### Page text

* * *

However, I hope that the following fast comments may help you.

To begin with:  Venezuela is now traversing the rising tide of a 
national revolution.  This stage of the national revolution took 
place in Argentina long ago, between 1945 and 1955.  It saw a short 
and stormy rehearsal between 1973 and 1976, with the third term of 
Perón, but at this time Peronism already began to display some of the 
signs of internal limits that took someone to define it as a 
"racehorse in cuffs".  It was unable to destroy the oligarchic-
imperialist conspiration and eventually began the long process after 
which it reappeared in 1983 as just another (though for a long time 
contestatary) party of the system.

The Bolivarian Revolution needs not to repeat the "cycle", and some 
of its internal features may help it ahead for a very long time.  

First, Peronism came to power at a moment when, except for the 
strengths provided by World War II, the Argentinean staple product 
for the world market (meat and grains) was already suffering from 
erosion in its prices and underproduction by the Argentinean 
oligarchy.  The price of the Venezuelan equivalent of this staple 
product, oil, is traversing a seemingly endless upwards curve.  Thus, 
the initial base of accumulation to trigger the development of a self-
centered economy seems stronger in V. than it ever was in A.

* * *

### Data for the task
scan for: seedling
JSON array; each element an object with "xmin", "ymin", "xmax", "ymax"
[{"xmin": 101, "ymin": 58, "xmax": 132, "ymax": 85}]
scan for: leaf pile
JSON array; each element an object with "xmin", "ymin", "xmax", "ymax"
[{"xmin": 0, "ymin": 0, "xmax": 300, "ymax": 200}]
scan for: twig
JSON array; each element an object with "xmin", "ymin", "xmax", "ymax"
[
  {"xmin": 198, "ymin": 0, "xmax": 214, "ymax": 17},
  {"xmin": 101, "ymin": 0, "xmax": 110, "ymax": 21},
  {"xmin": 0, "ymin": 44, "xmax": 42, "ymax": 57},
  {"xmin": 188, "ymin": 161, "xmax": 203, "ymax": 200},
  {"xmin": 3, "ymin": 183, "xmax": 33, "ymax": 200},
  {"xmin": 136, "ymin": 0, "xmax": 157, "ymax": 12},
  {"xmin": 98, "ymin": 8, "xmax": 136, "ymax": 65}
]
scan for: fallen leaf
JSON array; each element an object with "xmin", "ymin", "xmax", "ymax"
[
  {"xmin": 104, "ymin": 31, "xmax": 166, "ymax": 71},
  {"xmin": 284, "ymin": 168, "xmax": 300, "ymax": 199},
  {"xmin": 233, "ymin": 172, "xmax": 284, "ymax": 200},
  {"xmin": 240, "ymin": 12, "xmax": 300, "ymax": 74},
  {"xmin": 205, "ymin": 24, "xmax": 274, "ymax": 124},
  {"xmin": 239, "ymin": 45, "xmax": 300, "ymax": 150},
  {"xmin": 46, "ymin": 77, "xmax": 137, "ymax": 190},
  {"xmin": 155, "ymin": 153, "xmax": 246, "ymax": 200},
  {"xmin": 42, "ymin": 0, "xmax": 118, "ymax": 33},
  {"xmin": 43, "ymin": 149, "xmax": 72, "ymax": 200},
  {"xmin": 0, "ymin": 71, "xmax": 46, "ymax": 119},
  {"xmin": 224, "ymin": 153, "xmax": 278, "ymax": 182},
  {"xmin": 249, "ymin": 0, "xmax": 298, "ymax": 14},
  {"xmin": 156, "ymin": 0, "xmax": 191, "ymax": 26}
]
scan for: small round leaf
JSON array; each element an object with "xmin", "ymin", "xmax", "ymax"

* * *

### What to do
[1] In the commentary on Venezuela, between which years did this stage of the national revolution take place in Argentina?
[2] Swap "scan for" for "locate" throughout the records and reproduce them with nothing else changed.
The records are unrelated to the commentary on Venezuela.

### Final answers
[1] Between 1945 and 1955.

[2]
locate: seedling
JSON array; each element an object with "xmin", "ymin", "xmax", "ymax"
[{"xmin": 101, "ymin": 58, "xmax": 132, "ymax": 85}]
locate: leaf pile
JSON array; each element an object with "xmin", "ymin", "xmax", "ymax"
[{"xmin": 0, "ymin": 0, "xmax": 300, "ymax": 200}]
locate: twig
JSON array; each element an object with "xmin", "ymin", "xmax", "ymax"
[
  {"xmin": 198, "ymin": 0, "xmax": 214, "ymax": 17},
  {"xmin": 101, "ymin": 0, "xmax": 110, "ymax": 21},
  {"xmin": 0, "ymin": 44, "xmax": 42, "ymax": 57},
  {"xmin": 188, "ymin": 161, "xmax": 203, "ymax": 200},
  {"xmin": 3, "ymin": 183, "xmax": 33, "ymax": 200},
  {"xmin": 136, "ymin": 0, "xmax": 157, "ymax": 12},
  {"xmin": 98, "ymin": 8, "xmax": 136, "ymax": 65}
]
locate: fallen leaf
JSON array; each element an object with "xmin", "ymin", "xmax", "ymax"
[
  {"xmin": 104, "ymin": 31, "xmax": 166, "ymax": 71},
  {"xmin": 284, "ymin": 168, "xmax": 300, "ymax": 199},
  {"xmin": 233, "ymin": 172, "xmax": 284, "ymax": 200},
  {"xmin": 240, "ymin": 12, "xmax": 300, "ymax": 74},
  {"xmin": 205, "ymin": 24, "xmax": 274, "ymax": 124},
  {"xmin": 239, "ymin": 45, "xmax": 300, "ymax": 150},
  {"xmin": 46, "ymin": 77, "xmax": 137, "ymax": 190},
  {"xmin": 155, "ymin": 153, "xmax": 246, "ymax": 200},
  {"xmin": 42, "ymin": 0, "xmax": 118, "ymax": 33},
  {"xmin": 43, "ymin": 149, "xmax": 72, "ymax": 200},
  {"xmin": 0, "ymin": 71, "xmax": 46, "ymax": 119},
  {"xmin": 224, "ymin": 153, "xmax": 278, "ymax": 182},
  {"xmin": 249, "ymin": 0, "xmax": 298, "ymax": 14},
  {"xmin": 156, "ymin": 0, "xmax": 191, "ymax": 26}
]
locate: small round leaf
JSON array; each element an object with "xmin", "ymin", "xmax", "ymax"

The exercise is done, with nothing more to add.